# Benutzer Statistiken



## Rallenaldo (17. Nov 2015)

Hallo.

Ich entwickle derzeit eine WebApplication, in der sich User anmelden und eigene Profilseiten erstellen können. Ich würde gerne die Zugriffsstatistiken auf diese Profilseiten "speichern" und den Benutzern in deren Kontrollzentrum zur Verfügung stellen. Damit der Benutzer z.B. sieht, wie oft seine Profilseite aufgerufen wurde, wie lange die Leute auf seiner Seite waren etc.

Ich bin mir allerdings nicht ganz sicher ob ich bei der Google Suche auf die richtigen Tools gestoßen bin. Meist werden nur die Server-Log Files durchsucht. Eines dieser Tools ist z.B. AWStats. Teilweise scheint mir auch Google Analytics das richtige zu sein. 

Ich bin wie gesagt allerdings nicht sicher, ob diese Tools nicht eher für den Administrator der Seite, in diesem Fall mich, sind. Hat jemand schon Erfahrungen gemacht und kann mir ein geeignetes Framework nennen?


----------



## Thallius (17. Nov 2015)

Verstehe ich nicht. Wozu braucht man da ein Framework. Jedesmal wenn eine Profilseite eines Users aufgerufen wird, erhöhst du einen Counter in einer Spalte "Calls" in der User-Tabelle oder wie auch immer.


----------



## Rallenaldo (17. Nov 2015)

Hi.

BEREITGESTELLTE DATEN:
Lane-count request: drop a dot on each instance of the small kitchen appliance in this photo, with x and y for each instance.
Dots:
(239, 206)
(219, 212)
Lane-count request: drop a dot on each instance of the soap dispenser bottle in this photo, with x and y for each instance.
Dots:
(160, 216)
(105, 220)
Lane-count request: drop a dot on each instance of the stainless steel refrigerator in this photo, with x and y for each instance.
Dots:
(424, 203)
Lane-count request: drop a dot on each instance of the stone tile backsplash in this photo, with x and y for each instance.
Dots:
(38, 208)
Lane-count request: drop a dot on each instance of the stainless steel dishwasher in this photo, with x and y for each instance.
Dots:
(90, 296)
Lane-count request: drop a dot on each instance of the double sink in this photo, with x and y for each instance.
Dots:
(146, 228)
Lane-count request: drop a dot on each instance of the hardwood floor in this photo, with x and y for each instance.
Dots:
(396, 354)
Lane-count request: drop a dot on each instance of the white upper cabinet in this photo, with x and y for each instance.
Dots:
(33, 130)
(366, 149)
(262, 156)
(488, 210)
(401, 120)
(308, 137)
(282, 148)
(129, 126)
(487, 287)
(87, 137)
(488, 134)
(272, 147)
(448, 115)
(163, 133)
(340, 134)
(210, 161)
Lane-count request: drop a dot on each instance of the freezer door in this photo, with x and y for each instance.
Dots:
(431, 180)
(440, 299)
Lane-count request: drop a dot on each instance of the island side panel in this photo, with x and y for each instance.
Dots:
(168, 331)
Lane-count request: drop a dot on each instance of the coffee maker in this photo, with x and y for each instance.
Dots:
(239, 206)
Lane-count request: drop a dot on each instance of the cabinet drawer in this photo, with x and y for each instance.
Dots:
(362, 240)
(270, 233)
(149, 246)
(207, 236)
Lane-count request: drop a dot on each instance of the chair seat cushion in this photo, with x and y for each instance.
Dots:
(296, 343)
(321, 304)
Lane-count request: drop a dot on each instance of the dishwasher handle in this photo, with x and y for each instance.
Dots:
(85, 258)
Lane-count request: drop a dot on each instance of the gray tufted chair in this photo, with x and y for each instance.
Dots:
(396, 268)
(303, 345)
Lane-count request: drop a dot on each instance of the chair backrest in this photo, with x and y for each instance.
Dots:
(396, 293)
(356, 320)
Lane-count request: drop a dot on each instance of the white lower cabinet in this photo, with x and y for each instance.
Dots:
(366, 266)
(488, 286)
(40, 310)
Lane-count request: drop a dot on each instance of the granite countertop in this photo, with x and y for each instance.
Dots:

AUFGABEN BEARBEITEN:
(a) Erkläre in ein bis drei Sätzen, warum Rallenaldo im Forumsthread über Benutzerstatistiken zweifelt, ob Tools wie AWStats oder Google Analytics für sein Vorhaben passen.
(b) Was soll laut Thallius im Forumsthread über Benutzerstatistiken bei jedem Aufruf einer Profilseite geschehen?
(c) Setze den Forumsthread über Benutzerstatistiken nach dem zuletzt gezeigten Satz fort.

DIE ERGEBNISSE:
(a) Rallenaldo ist unsicher, ob diese Tools nicht eher für den Administrator der Seite gedacht sind, also für ihn selbst. Er möchte die Zugriffsstatistiken aber den Benutzern in deren Kontrollzentrum zur Verfügung stellen.

(b) Ein Counter in einer Spalte „Calls“ in der User-Tabelle soll erhöht werden.

(c)
Das ist ja eigentlich genau das, was ich herausfinden will. Ich kann natürlich für sämtliche Statistiken eigene Methoden schreiben und jeweils einen Counter erstellen. Aber ich dachte, dass so etwas evtl schon vorgefertigt gibt. Bei den Zugriffszeiten, wie lange war eine Person auf der Seite, wann war sie auf der Seite etc. , stelle ich mir das schon etwas komplexer vor.


----------



## Joose (17. Nov 2015)

Rallenaldo hat gesagt.:


> Aber ich dachte, dass so etwas evtl schon vorgefertigt gibt.



Nach welchen Daten? Jeder hat gerne etwas unterschiedliche Daten zum Anzeigen.
Zum Auswerten kann es sicher ein Framework geben, die Daten aber zu speichern musst du schon selber erledigen.



Rallenaldo hat gesagt.:


> Bei den Zugriffszeiten, wie lange war eine Person auf der Seite, wann war sie auf der Seite etc. , stelle ich mir das schon etwas komplexer vor.



Wie lange eine Person auf meiner Seite war finde ich nicht aussagekräftig.
Ich kann eine Seite öffnen mir einen Kaffee holen und einen Film anschauen, danach wechsle ich die Seite ... war ich nun tatsächlich solange auf der Seite? 
Zugriffszeiten und Zugriffszahl sind da schon besser.


----------



## Rallenaldo (17. Nov 2015)

Ok. Vielen Dank für die Hilfe.

Ich muss die Daten ja logischerweise in eine Datenbank speichern. Ist es aus Performance-Gründen dann sinnvoll, alle paar Sekunden eine Datenbankverbindung aufzubauen oder sollten die Daten besser in ein LogFile geschrieben werden und dann nachts in die Datenbank eingetragen werden?


----------



## Joose (18. Nov 2015)

Man muss sie nicht in einer DB speichern, kannst es auch in Files speichern.
Kommt halt darauf an wie du sie auswerten willst und ob du sie dann gerne als File oder DB hättest.

Wenn du in der Application auf die Profilseite von User XYZ wechselt, dann hast du ja eine DB Verbindung um die Profildaten zu laden.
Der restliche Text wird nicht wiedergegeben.